(GIVEN INFORMATION Opens)
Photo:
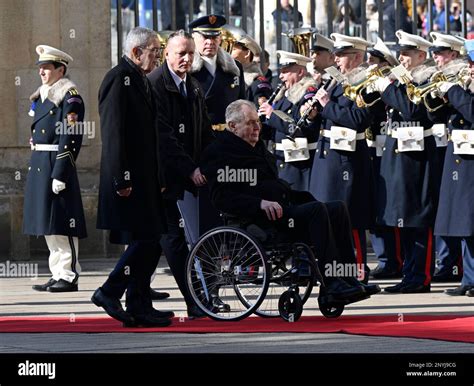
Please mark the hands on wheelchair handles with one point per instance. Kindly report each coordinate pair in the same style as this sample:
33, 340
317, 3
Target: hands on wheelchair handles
232, 273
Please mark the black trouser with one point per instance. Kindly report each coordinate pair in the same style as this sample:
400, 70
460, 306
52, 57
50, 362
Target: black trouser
133, 273
327, 227
175, 247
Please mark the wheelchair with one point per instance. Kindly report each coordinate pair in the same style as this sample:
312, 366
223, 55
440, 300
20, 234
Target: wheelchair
238, 269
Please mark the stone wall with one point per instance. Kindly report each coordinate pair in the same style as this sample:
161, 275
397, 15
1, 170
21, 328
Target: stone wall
82, 29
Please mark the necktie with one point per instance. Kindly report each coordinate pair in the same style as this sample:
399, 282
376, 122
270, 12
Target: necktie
182, 89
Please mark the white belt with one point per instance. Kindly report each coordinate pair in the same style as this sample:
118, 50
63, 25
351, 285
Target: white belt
327, 134
311, 146
394, 134
41, 147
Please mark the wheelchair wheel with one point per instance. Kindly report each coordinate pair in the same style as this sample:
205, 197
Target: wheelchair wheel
294, 268
225, 264
330, 310
290, 306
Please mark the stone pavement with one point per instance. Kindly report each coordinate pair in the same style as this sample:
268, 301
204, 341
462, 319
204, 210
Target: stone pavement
18, 299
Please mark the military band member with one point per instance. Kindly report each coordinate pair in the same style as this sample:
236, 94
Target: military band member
341, 168
455, 216
53, 205
322, 57
446, 53
258, 88
409, 185
385, 240
220, 76
299, 88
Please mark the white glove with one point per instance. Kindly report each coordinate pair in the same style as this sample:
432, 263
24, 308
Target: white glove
381, 84
58, 186
443, 88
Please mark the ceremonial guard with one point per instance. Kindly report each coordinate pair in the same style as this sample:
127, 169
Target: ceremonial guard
53, 205
385, 240
407, 195
446, 53
455, 216
258, 88
221, 77
298, 88
341, 168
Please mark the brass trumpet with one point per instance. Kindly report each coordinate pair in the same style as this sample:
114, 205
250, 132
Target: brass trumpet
356, 92
301, 37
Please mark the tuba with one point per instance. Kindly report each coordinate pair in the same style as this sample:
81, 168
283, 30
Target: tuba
163, 39
356, 92
427, 92
229, 35
301, 38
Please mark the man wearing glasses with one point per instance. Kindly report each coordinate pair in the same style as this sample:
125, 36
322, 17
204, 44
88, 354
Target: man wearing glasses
130, 200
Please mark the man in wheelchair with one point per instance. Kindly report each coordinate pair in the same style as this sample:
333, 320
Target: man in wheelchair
243, 181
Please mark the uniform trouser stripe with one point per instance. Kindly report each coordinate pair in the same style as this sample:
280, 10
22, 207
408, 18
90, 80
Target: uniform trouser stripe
429, 257
74, 259
398, 248
359, 257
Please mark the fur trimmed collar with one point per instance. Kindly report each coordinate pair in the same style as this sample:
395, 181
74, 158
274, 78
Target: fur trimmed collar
297, 91
251, 71
226, 62
57, 91
424, 71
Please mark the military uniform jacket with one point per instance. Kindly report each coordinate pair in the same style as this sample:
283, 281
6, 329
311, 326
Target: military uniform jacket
57, 121
455, 215
256, 85
297, 173
130, 155
226, 87
188, 120
343, 175
407, 195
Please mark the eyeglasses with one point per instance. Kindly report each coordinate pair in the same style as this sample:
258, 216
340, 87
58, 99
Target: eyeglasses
156, 51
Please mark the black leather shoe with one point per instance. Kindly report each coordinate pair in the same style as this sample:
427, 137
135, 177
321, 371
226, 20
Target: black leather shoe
63, 286
45, 286
415, 289
370, 289
459, 291
385, 273
155, 295
147, 320
194, 312
446, 278
396, 289
112, 306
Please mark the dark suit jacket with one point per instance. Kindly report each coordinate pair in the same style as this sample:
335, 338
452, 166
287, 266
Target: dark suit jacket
130, 155
188, 120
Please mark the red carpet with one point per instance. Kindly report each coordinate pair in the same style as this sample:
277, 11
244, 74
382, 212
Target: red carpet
456, 328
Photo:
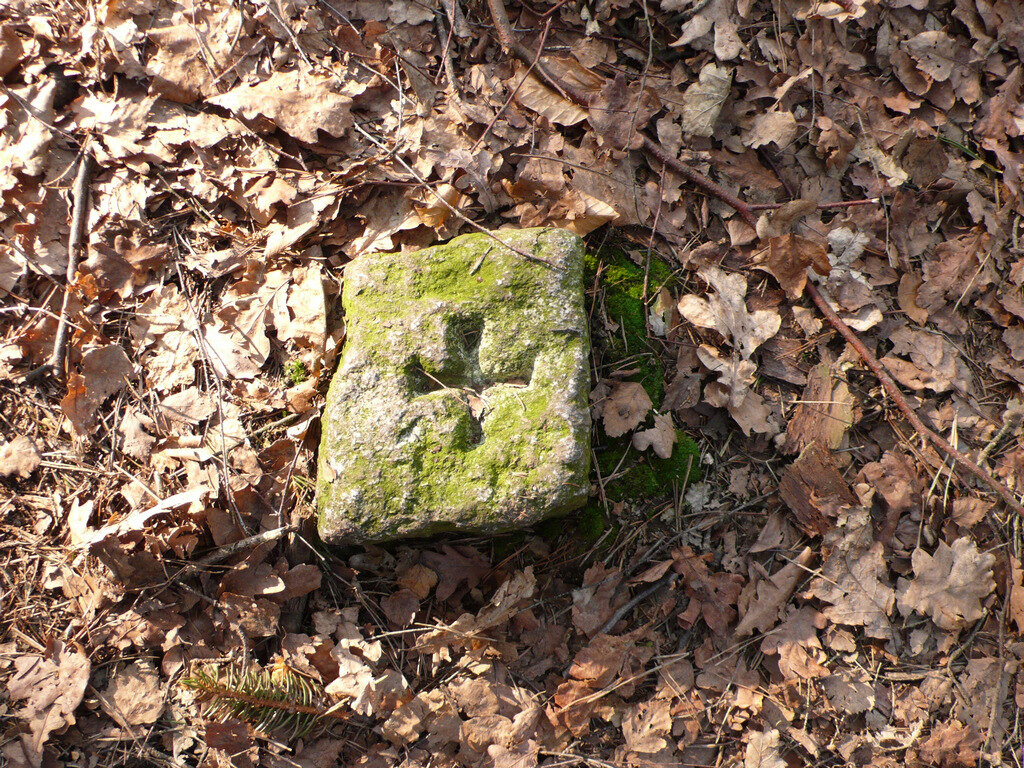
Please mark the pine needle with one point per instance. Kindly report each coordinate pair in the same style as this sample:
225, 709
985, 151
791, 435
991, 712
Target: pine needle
275, 700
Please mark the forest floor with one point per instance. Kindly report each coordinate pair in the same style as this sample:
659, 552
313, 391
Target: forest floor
835, 587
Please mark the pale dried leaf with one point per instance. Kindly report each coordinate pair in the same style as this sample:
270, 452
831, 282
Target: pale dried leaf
19, 457
949, 585
626, 408
660, 437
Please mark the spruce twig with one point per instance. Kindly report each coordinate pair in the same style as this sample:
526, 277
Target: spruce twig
280, 699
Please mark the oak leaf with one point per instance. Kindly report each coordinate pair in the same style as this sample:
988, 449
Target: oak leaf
949, 585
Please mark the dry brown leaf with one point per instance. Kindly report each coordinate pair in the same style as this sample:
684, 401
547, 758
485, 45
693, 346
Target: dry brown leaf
535, 95
104, 371
787, 258
797, 644
763, 751
814, 489
702, 100
134, 695
854, 579
725, 311
300, 102
852, 692
763, 610
625, 409
594, 603
949, 585
713, 596
660, 437
776, 127
51, 685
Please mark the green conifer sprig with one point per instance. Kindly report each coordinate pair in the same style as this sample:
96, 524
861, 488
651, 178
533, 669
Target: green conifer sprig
276, 700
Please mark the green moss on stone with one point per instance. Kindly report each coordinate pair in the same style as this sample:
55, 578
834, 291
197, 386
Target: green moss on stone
402, 452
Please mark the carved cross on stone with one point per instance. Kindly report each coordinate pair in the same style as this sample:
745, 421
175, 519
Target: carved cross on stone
461, 401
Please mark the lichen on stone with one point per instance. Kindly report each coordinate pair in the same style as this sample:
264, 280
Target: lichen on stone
461, 401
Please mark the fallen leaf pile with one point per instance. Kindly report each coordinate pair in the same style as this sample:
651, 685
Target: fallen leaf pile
834, 592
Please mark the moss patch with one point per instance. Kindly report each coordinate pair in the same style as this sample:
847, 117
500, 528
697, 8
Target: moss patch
629, 475
621, 296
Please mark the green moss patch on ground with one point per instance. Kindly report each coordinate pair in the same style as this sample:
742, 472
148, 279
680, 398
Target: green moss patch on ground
619, 330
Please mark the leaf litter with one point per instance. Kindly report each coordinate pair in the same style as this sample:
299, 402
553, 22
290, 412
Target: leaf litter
858, 603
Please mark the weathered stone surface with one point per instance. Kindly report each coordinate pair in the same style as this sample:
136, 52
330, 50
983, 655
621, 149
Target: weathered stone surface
461, 401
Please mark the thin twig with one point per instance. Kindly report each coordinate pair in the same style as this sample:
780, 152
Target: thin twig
820, 206
459, 214
81, 197
639, 598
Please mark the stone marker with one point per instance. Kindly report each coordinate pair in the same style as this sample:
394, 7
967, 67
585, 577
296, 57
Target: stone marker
461, 400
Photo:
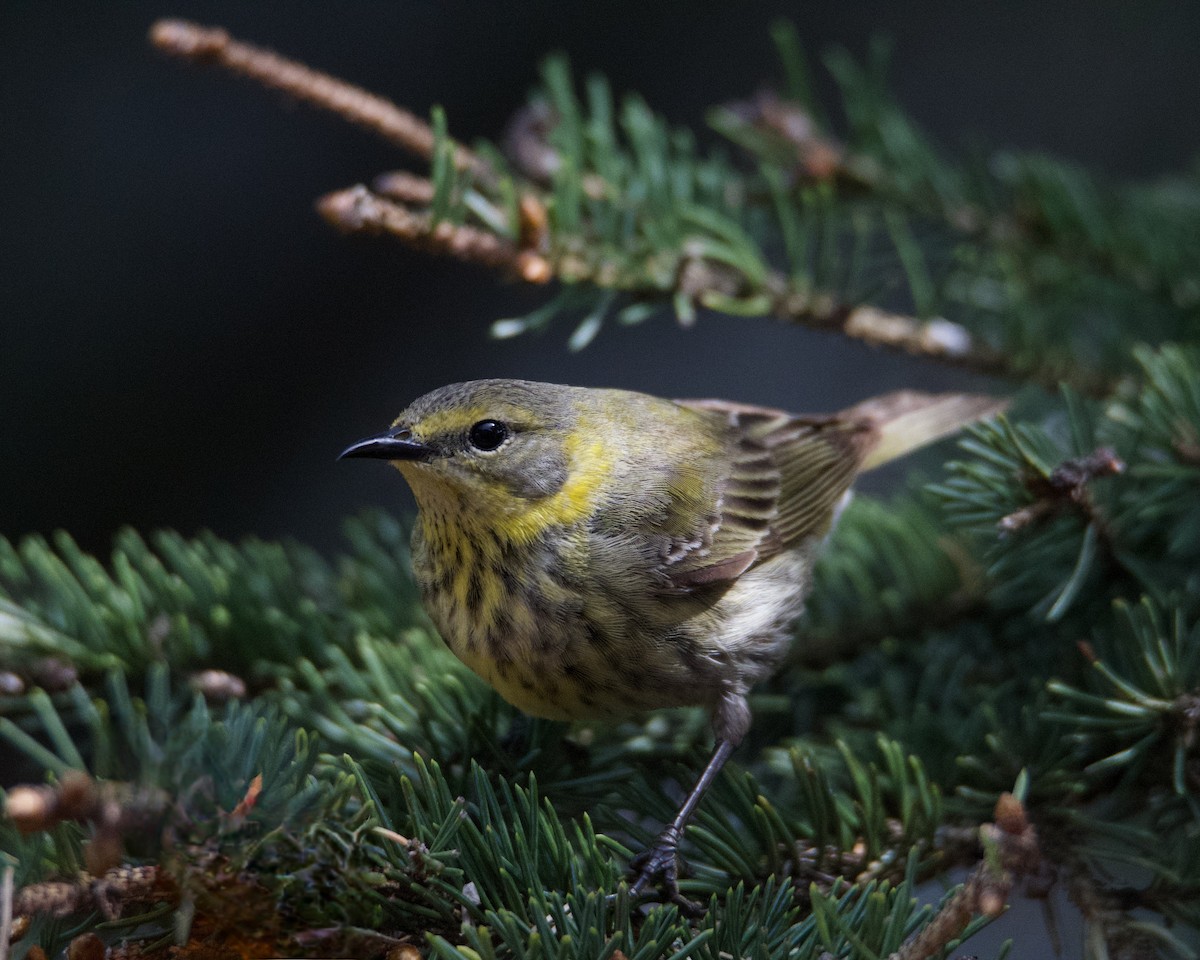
(GIVEN INFORMATION Closes)
▶ [ACTIVITY]:
Leave the pictures out and copy the rest of the data exactly.

▶ [EXERCISE OUTPUT]:
Photo:
Please mark the hands on wheelchair handles with one point per instance. Kindly report each coordinate pair in the same style as this sample:
33, 340
317, 3
Target: hands on wheelchair handles
232, 273
Please mark the black trouser with one point per instance. Kindly report each coordinate pair in the same style as this sample:
400, 70
460, 306
52, 57
50, 362
Target: black trouser
133, 273
327, 227
175, 247
Please mark the wheelchair with one point per instance. Kindly report each coordinate pair in the same style as this sample:
312, 366
223, 55
440, 300
20, 234
Target: wheelchair
238, 269
Please mark the stone wall with one point per instance. Kindly report each coordinate pair in the same style as this sample:
161, 275
397, 15
1, 170
21, 328
Target: stone wall
82, 29
Please mark the necktie with one point per instance. Kindly report each coordinate pair in the same style as this sample:
399, 282
376, 122
270, 12
Target: necktie
182, 89
Please mark the white belt with one point per instance. Kindly report each coordinate pair in the same style as this sample:
118, 50
63, 25
351, 285
Target: white belt
327, 134
311, 146
394, 134
41, 147
Please mark the wheelchair wheel with one point per instance. Kindly report each coordinate pair in the same style as this sample:
205, 197
Target: wheelchair wheel
294, 268
225, 264
330, 310
290, 306
Please mark the stone pavement with one point per instance. Kindly report each coordinate pair in the same style as this sample:
268, 301
204, 341
462, 319
204, 210
Target: stone pavement
18, 299
Please mark the military band member with one point per instance. Kindly report each coordinate pair in the same style as this sample:
236, 94
Target: military band member
341, 168
455, 216
53, 205
322, 57
446, 53
258, 88
409, 185
385, 240
220, 76
299, 88
Please mark the white glove with one point per instance. Kindly report each coordinate pair in the same style as this sample:
432, 263
24, 308
Target: white glove
381, 84
58, 186
443, 88
Please mark the ceremonial guard with one point per instance. Kindly report each coordinate pair in the same style as this sample:
127, 169
Target: ceremonial guard
53, 205
385, 240
407, 195
446, 53
455, 216
258, 88
221, 77
298, 88
341, 168
Please mark the brass trumpet with one point per instance. Kindly report each coordinate pair in the same style as this sample:
114, 205
250, 132
Target: brass trumpet
356, 92
301, 37
Please mark the tuba with one point per instance. Kindly report each coordinate pair in the same style as this sample:
81, 168
283, 30
Target: tuba
163, 39
356, 92
427, 92
229, 35
301, 38
Please mark the man wearing glasses with one point per instance. Kindly report each coordinate pair in the same style as this sample:
125, 36
322, 17
204, 44
88, 354
Target: man wearing glasses
130, 200
Please mark the man in wheelchair with one point per instance. Kindly report each coordinate pair in the same style as this sample:
333, 320
Target: man in wheelchair
243, 181
Please mark the uniform trouser stripe with one point per instance. Kindly report each coordinate pair in the same style as this sample:
280, 10
22, 207
408, 18
90, 80
Target: uniform trouser stripe
429, 257
74, 259
398, 248
359, 257
Please mark the fur trimmed collar with one point per instance. Kindly report each coordinate pair in the same style as this sample:
395, 181
74, 158
274, 78
Target: fur trimmed collar
297, 91
251, 71
226, 62
57, 91
424, 71
Please mark the military uniform jacket with one point per instance. Kindly report each coordinate pair in the same style as this sample:
283, 281
6, 329
311, 326
Target: military uniform jacket
57, 121
455, 215
256, 85
297, 173
130, 155
226, 87
188, 120
343, 175
407, 195
Please mark the eyeglasses with one point per instance. Kindly report each coordinate pair in the same style as this sample:
258, 216
340, 87
58, 99
Target: eyeglasses
156, 51
Please mark the black leather shoe with one point per instance. Kindly report each coordinate pair in the same style as this sample:
427, 137
135, 177
321, 371
226, 20
Target: black leather shoe
63, 286
45, 286
415, 289
370, 289
459, 291
385, 273
155, 295
147, 320
194, 312
446, 278
396, 289
112, 306
Please mark the dark suit jacket with one point per instance. Kindly report each coordinate pair in the same style as this sample:
335, 338
452, 166
287, 266
Target: dark suit jacket
130, 155
188, 120
Please mark the red carpet with one point per instance. Kindly report each coordinate pair in the same style as this sample:
277, 11
244, 74
382, 212
Target: red carpet
456, 328
Photo:
Please mark the pine needle with one point per instance. Kindly report each coordinate pair in the same style as this sample:
225, 709
985, 151
791, 435
991, 712
Target: pine needle
275, 700
Please mark the forest floor with one point per instance. Kindly report each coordinate pair in the same style as this sample:
659, 552
313, 391
Target: forest floor
835, 587
Please mark the pale dried leaf with one point per instance. Kindly report each coordinate pair in the same style as this sample:
270, 452
831, 282
Target: pale dried leaf
19, 457
949, 585
626, 408
660, 437
Please mark the spruce twig with one point per instance. Kindly report each coordinate pair in the same style as this sample:
526, 277
Target: spruce twig
280, 699
Please mark the oak leaf with one point per instance. Kindly report each coordinate pair in the same style as this sample:
988, 449
Target: oak leaf
949, 585
Please mark the dry brown leaf with one point per instance. Kindly report each coordinate pair in the same style as this sample:
684, 401
547, 758
485, 45
693, 346
Target: dry brown leaf
535, 95
104, 371
787, 258
797, 644
763, 751
814, 489
702, 100
134, 695
854, 579
725, 311
300, 102
852, 692
763, 610
625, 409
594, 603
949, 585
713, 596
660, 437
776, 127
51, 685
Please mark the green conifer sprig with one point per instance. Kindly report each coordinate pair in the same style as this sample:
96, 524
861, 488
651, 178
533, 669
Target: green conifer sprig
276, 700
Please mark the green moss on stone with one point per instance. Kindly report each coordinate pair in the same style as this sample:
55, 578
834, 291
197, 386
Target: green moss on stone
402, 452
Please mark the carved cross on stone with one point per instance. Kindly report each coordinate pair in the same style as this sample:
745, 421
175, 519
Target: carved cross on stone
461, 401
Please mark the lichen on stone with one point per instance. Kindly report each coordinate pair in the same style as this sample:
264, 280
Target: lichen on stone
461, 401
Please mark the fallen leaf pile with one point per instance. Kindly report each coordinate pair in the same style as this sample:
651, 685
Target: fallen leaf pile
834, 592
Please mark the moss patch with one point per instance. Kindly report each coordinate pair in the same style as this sample:
847, 117
500, 528
697, 8
Target: moss patch
629, 475
621, 296
Please mark the green moss patch on ground with one point per instance. Kindly report each coordinate pair in the same style as this sample:
742, 472
148, 279
680, 398
Target: green moss patch on ground
619, 330
Please mark the leaf litter with one point per instance. Kindly report each coordinate pair in the same style as this sample:
299, 402
553, 22
290, 412
Target: leaf litter
858, 603
Please mark the weathered stone surface with one point per instance. Kindly report each coordinate pair in the same style as this sample:
136, 52
330, 50
983, 655
621, 149
Target: weathered stone surface
461, 401
Please mark the thin twig with one point per instance. Kindly report each coordinate pair in the same style as this sample:
780, 152
Target: thin twig
820, 206
459, 214
81, 197
639, 598
Please mark the stone marker with one point per instance. Kindly report each coordinate pair in the same style as this sample:
394, 7
967, 67
585, 577
296, 57
Target: stone marker
461, 400
Photo:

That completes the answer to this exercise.